> Work instruction
Print each entry as it appears. Images stay out of the copy.

(Photo-based referring expression data)
== Segment start ==

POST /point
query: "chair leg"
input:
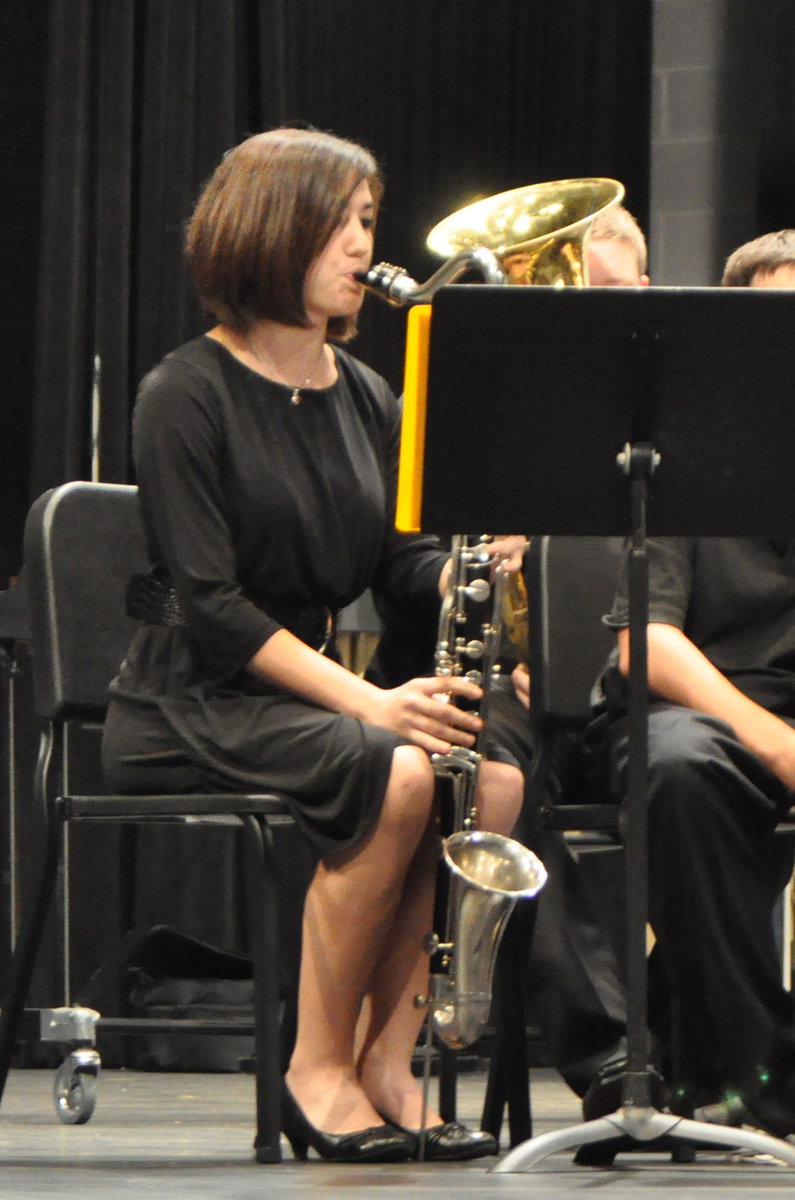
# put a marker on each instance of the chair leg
(508, 1081)
(264, 925)
(27, 951)
(448, 1072)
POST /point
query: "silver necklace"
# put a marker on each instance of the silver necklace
(296, 394)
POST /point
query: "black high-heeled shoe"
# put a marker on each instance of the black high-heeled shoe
(452, 1143)
(378, 1144)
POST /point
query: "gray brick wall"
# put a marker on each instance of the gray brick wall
(711, 96)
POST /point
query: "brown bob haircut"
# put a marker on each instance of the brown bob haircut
(263, 219)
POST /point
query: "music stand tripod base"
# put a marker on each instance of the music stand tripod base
(643, 1126)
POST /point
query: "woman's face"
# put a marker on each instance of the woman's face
(330, 288)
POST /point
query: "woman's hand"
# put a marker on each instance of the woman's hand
(423, 712)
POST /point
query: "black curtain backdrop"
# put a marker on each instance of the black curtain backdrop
(456, 101)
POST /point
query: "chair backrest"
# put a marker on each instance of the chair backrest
(83, 541)
(571, 585)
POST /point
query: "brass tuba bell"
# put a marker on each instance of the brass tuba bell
(538, 233)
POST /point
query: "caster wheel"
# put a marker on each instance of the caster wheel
(75, 1087)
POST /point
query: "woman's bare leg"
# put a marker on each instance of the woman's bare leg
(351, 911)
(501, 791)
(384, 1060)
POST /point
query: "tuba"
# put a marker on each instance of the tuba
(537, 235)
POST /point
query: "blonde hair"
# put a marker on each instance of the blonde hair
(616, 223)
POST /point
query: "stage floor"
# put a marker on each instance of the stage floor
(172, 1135)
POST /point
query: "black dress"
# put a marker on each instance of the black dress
(262, 514)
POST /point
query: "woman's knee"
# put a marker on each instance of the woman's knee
(410, 798)
(501, 790)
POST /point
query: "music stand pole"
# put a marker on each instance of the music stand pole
(637, 1119)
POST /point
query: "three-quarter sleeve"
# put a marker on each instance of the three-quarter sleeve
(179, 451)
(670, 573)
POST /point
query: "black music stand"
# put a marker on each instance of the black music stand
(601, 412)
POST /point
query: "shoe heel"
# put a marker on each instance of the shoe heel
(299, 1147)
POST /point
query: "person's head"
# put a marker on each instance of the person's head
(266, 216)
(616, 250)
(766, 262)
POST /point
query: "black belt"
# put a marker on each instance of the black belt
(153, 600)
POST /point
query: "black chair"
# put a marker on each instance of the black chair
(82, 544)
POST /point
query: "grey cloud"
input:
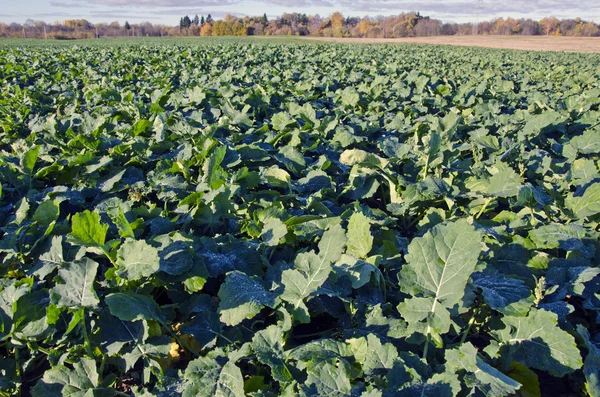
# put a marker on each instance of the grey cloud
(469, 7)
(146, 3)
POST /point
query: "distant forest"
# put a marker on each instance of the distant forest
(411, 24)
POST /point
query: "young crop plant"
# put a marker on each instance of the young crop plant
(243, 218)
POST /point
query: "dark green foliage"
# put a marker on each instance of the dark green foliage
(239, 218)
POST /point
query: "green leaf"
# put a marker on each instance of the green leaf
(505, 182)
(350, 97)
(332, 244)
(282, 120)
(273, 231)
(331, 382)
(438, 267)
(129, 306)
(87, 230)
(360, 240)
(479, 374)
(555, 235)
(46, 213)
(212, 172)
(588, 143)
(380, 356)
(137, 259)
(268, 346)
(538, 342)
(78, 288)
(313, 356)
(587, 204)
(81, 381)
(311, 271)
(591, 365)
(207, 377)
(30, 158)
(530, 384)
(118, 217)
(242, 297)
(353, 157)
(509, 296)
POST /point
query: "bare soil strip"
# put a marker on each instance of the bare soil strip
(530, 43)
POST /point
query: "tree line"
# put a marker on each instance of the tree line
(411, 24)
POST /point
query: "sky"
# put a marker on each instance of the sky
(168, 12)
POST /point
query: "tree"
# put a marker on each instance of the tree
(363, 27)
(206, 30)
(337, 24)
(550, 25)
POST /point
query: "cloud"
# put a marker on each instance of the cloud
(146, 3)
(447, 10)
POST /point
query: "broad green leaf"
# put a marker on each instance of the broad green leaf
(360, 240)
(530, 384)
(332, 244)
(129, 306)
(331, 381)
(313, 356)
(353, 157)
(555, 235)
(118, 217)
(588, 143)
(587, 204)
(505, 182)
(46, 213)
(415, 309)
(81, 381)
(87, 230)
(273, 231)
(509, 296)
(30, 158)
(311, 271)
(205, 329)
(242, 297)
(350, 97)
(77, 290)
(479, 374)
(439, 265)
(282, 120)
(50, 259)
(268, 346)
(591, 365)
(538, 342)
(212, 172)
(136, 259)
(209, 377)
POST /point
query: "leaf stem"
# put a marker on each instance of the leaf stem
(105, 252)
(489, 200)
(86, 337)
(426, 348)
(180, 341)
(466, 333)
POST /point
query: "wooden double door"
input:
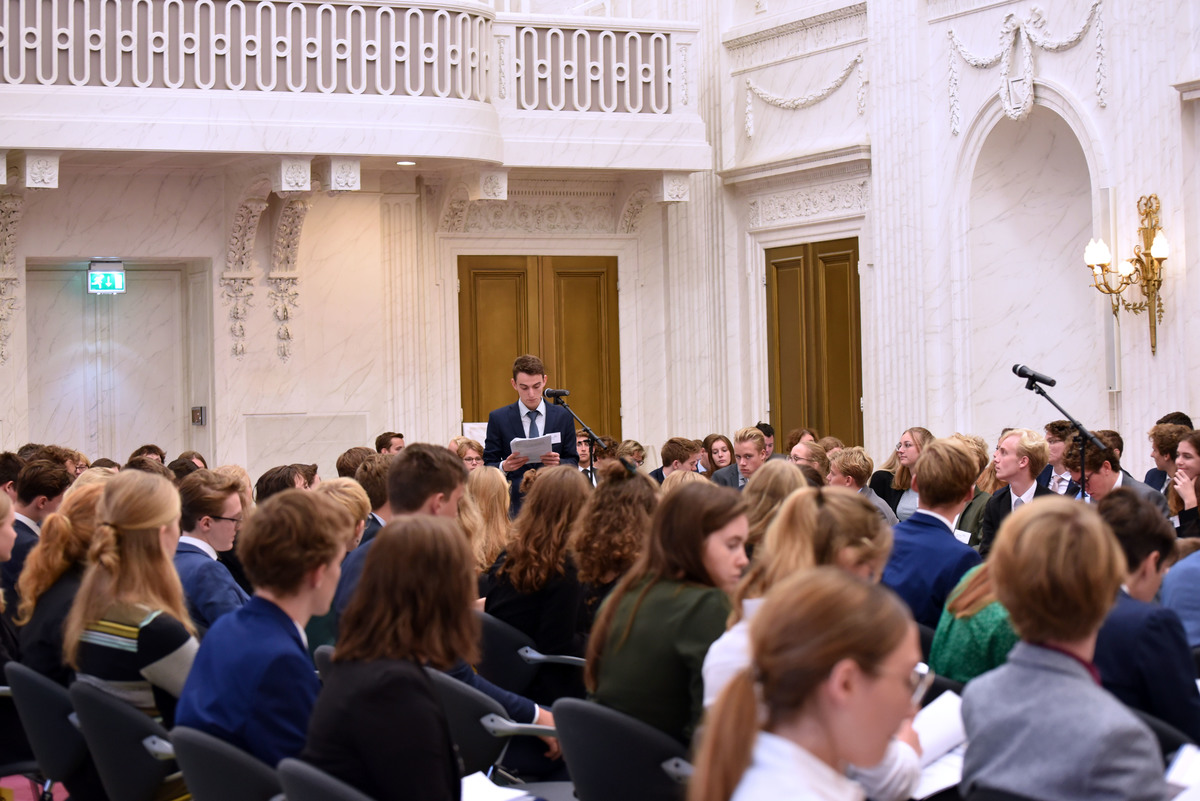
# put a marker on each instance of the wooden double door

== Segment end ==

> Task response
POST /point
query: "chair leg"
input:
# put a marker on each instance of the chair leg
(508, 1081)
(264, 925)
(27, 951)
(448, 1072)
POST /point
query: "silver necklace"
# put a marker on each instance of the silver necklace
(296, 394)
POST /point
query: "black high-heeled shoe"
# put a marker on each instance of the black high-heeled shoe
(452, 1143)
(378, 1144)
POST /point
query: "gray brick wall"
# put a marker on each instance of the gray brick wall
(711, 96)
POST /point
query: "brown bob haircut"
# put a marker on each instance of the brown bob haircut
(263, 219)
POST /point
query: "music stand tripod base"
# put a marker on each instance of the music stand tripod base
(643, 1126)
POST /point
query: "woman's face"
# put a marker on each instance of the woman's face
(330, 288)
POST /point
query: "woman's hand"
# put a marker on each instance of the woman's hand
(423, 712)
POST /point
query: "black curtain backdrop"
# put a marker on each instance of the black curtain backdrop
(456, 101)
POST /point
query: "chair backrest"
# put a marker on each instance of the chair backrest
(83, 541)
(571, 585)
POST /point
query: "brass tuba bell"
# put a marker on each instance of the brass tuba bell
(538, 233)
POST /point
query: "caster wheel"
# put a marker on each instance of the caster wheel
(75, 1087)
POST /point
query: "woman's bare leg"
# put a marker on each instance of the woman's bare leg
(351, 911)
(501, 791)
(384, 1060)
POST /point
query: "tuba"
# put a marker on each instance of the tuba
(537, 235)
POST /point
query: "blonde hair"
# put a marker on each instance of the blonde hair
(616, 223)
POST /point
query: "stage floor"
# put a marker on each instance of the stage floor
(172, 1135)
POST /point
query: "black dress"
# put a marker on each instance of the black dress
(262, 514)
POST /point
query: "woman's knee"
# put a marker on each instance of the woman's knee
(410, 798)
(501, 790)
POST /point
query: "music stand pole"
# put a marker on each instance of the music stand pole
(637, 1119)
POST /point
query: "three-quarter sleeve"
# put a marker on each instance of the three-quarter sleeve
(179, 451)
(670, 573)
POST /point
query: "black music stand"
# put a marker on each instance of the black music stand
(601, 412)
POST /point
query: "shoe heel"
# put a marker on each instance of the shoe heel
(299, 1147)
POST /point
query: "person's head"
# put a marker on each instance of the person's head
(266, 216)
(616, 250)
(766, 262)
POST /point
query: "black belt"
# put a marker on each instance of the black belt
(153, 600)
POST /point
query: "black chair"
# put a marker on each instance of the black chair
(82, 544)
POST /point
query: "grey cloud"
input:
# put a marker on each instance of the grey cloud
(469, 7)
(146, 3)
POST /point
query: "distant forest"
# put a marker on each instance of the distant forest
(411, 24)
POST /point
query: "young crop plant"
# put a marker on each instance of the young crop plant
(243, 218)
POST /point
query: "dark green foliage"
# put a marker on each instance of the dark green foliage
(239, 218)
POST /point
query: "green leaf"
# put a marker on each instance of the green leaf
(505, 182)
(350, 97)
(332, 244)
(282, 120)
(273, 231)
(331, 382)
(438, 267)
(129, 306)
(87, 230)
(360, 240)
(479, 374)
(555, 235)
(46, 213)
(212, 172)
(588, 143)
(380, 356)
(137, 259)
(268, 346)
(538, 342)
(78, 288)
(313, 356)
(587, 204)
(81, 381)
(311, 271)
(591, 365)
(207, 377)
(30, 158)
(530, 384)
(118, 217)
(242, 297)
(353, 157)
(509, 296)
POST /point
query: "bare soil strip"
# put a marker on each instance of the bare soil strip
(530, 43)
POST /point
query: "tree line"
# put a marker on each instance of the tree line
(411, 24)
POST /point
query: "sky"
# put a marker on each instance of the sky
(168, 12)
POST /point
query: "tree"
# put a marker on each instance of the tree
(363, 27)
(206, 30)
(337, 24)
(550, 25)
POST /point
query: "cloud"
# put a marker on each instance of the cloud
(146, 3)
(447, 10)
POST /point
query: "broad green leaf"
# put a marker on each instance of the broad green leaf
(360, 240)
(530, 384)
(332, 244)
(129, 306)
(331, 381)
(313, 356)
(353, 157)
(555, 235)
(118, 217)
(588, 143)
(587, 204)
(505, 182)
(46, 213)
(415, 309)
(81, 381)
(87, 230)
(273, 231)
(509, 296)
(30, 158)
(311, 271)
(205, 329)
(242, 297)
(350, 97)
(77, 290)
(479, 374)
(439, 265)
(282, 120)
(50, 259)
(268, 346)
(591, 365)
(538, 342)
(212, 172)
(136, 259)
(209, 377)
POST /point
query: "leaf stem"
# put a marker on each instance of the leaf stem
(105, 252)
(489, 200)
(86, 337)
(426, 348)
(180, 341)
(466, 333)
POST /point
query: "wooden double door"
input:
# put a marker on each instance of the wooden double door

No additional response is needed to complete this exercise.